Directions for this task —
Go through the records underneath and write each one out again exactly.

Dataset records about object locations
══════════

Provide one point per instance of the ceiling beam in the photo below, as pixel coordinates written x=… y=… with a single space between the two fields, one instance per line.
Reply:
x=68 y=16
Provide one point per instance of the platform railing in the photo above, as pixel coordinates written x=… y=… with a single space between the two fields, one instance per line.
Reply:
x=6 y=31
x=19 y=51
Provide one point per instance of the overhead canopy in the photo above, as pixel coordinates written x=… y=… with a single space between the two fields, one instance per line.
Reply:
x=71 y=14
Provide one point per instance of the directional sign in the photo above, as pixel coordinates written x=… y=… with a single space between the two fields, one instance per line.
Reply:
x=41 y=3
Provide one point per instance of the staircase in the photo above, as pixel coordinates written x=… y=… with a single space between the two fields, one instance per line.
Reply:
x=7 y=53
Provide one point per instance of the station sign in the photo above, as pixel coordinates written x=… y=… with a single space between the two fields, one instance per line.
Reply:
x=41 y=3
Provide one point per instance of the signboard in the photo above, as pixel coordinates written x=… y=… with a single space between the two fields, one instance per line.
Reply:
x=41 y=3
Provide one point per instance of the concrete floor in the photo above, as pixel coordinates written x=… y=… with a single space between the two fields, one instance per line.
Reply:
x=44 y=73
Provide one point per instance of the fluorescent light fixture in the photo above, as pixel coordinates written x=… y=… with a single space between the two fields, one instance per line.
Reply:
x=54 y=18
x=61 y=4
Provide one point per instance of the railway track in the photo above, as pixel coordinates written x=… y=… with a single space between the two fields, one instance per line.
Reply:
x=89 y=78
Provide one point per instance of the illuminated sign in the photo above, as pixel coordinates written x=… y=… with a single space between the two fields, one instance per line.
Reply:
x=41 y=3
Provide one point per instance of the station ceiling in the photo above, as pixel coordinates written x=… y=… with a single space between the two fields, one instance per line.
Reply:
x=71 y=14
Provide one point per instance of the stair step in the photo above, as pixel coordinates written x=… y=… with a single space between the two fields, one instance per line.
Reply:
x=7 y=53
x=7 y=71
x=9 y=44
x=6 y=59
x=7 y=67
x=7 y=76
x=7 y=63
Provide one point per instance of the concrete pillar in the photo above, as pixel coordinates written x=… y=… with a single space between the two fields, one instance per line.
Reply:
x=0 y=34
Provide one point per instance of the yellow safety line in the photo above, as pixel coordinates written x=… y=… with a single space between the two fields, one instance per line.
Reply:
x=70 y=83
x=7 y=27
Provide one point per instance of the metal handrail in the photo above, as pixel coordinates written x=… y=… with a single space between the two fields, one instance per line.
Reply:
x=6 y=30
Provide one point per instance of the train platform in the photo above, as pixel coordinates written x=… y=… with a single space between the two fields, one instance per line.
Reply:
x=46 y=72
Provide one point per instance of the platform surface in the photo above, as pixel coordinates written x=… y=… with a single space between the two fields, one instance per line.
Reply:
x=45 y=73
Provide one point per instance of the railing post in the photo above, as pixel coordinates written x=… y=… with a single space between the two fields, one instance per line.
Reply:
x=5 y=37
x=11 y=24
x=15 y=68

══════════

Answer below —
Provide one point per instance of the ceiling beam in the photo below, as pixel coordinates written x=… y=… with a single space between the two fields, one instance per line.
Reply:
x=68 y=16
Provide one point per instance of the platform railing in the photo above, as pixel coordinates written x=… y=… with a single space between the two fields, one instance per line.
Reply:
x=6 y=31
x=19 y=51
Provide one point per instance of the overhead canopy in the photo above, as pixel coordinates written x=… y=… with a single space between the two fields, one instance per line.
Reply:
x=71 y=14
Provide one point per instance of the directional sign in the photo above, as pixel coordinates written x=… y=… with a single space between the two fields, one instance per line.
Reply:
x=41 y=3
Provide one point per instance of the staircase in the photo above, as pixel coordinates written x=… y=… with a single space between the two fields, one instance per line.
Reply:
x=7 y=53
Provide one point per instance of the station sign in the photo above, as pixel coordinates written x=… y=… with a single space between the two fields, one instance per line.
Reply:
x=41 y=3
Provide one point per instance of the signboard in the photo above, as pixel coordinates written x=… y=… with a single space between the two fields, one instance per line.
Reply:
x=41 y=3
Provide one point per instance of the concrete floor in the photo above, as pixel coordinates written x=… y=… with a single space between the two fields, one instance per line.
Reply:
x=44 y=73
Provide one point per instance of the fluorescent light fixture in the photo above, as pixel coordinates written x=… y=… with a single space between the two fields, one instance per line.
Reply:
x=54 y=18
x=61 y=4
Provide one point per instance of the railway track in the photo above, as pixel coordinates written x=… y=… with a single space between the two fields, one instance per line.
Reply:
x=89 y=78
Provide one point per instance of the illuminated sign in the photo above, as pixel coordinates written x=… y=… with a single space between the two fields, one instance per line.
Reply:
x=41 y=3
Provide one point per instance of the station ceiling in the photo above, as pixel coordinates written x=… y=… with a single space between the two fields, one instance per line.
Reply:
x=71 y=14
Provide one point per instance of the stair step in the photo above, as pixel coordinates written x=… y=… with a single space between the two fields, one instance per line.
Reply:
x=7 y=53
x=7 y=71
x=9 y=44
x=6 y=59
x=7 y=67
x=7 y=76
x=7 y=63
Provide one point per instance of the concrete pillar in the photo above, as pixel coordinates written x=… y=… with a single space between the two fields, one instance per line.
Reply:
x=0 y=34
Provide one point per instance of the yellow safety line in the photo above, as pixel coordinates written x=… y=… with a single space between the two fields, one instance per line.
Reply:
x=70 y=83
x=7 y=27
Provide one point per instance of the metal handrail in the photo above, as pixel coordinates written x=… y=… with a single space between the two fields, one instance per line.
Reply:
x=6 y=30
Provide one point per instance of the train platform in the photo above, as pixel coordinates written x=… y=… with a single space between the two fields, one instance per line.
Reply:
x=46 y=72
Provide one point per instance of the platform surface in the photo above, as pixel coordinates written x=… y=… with a single space between the two fields, one instance per line.
Reply:
x=45 y=73
Provide one point per instance of the railing post in the photo above, as pixel coordinates written x=… y=… with a single space between the two fields, one instance per line.
Reply:
x=5 y=37
x=11 y=24
x=15 y=68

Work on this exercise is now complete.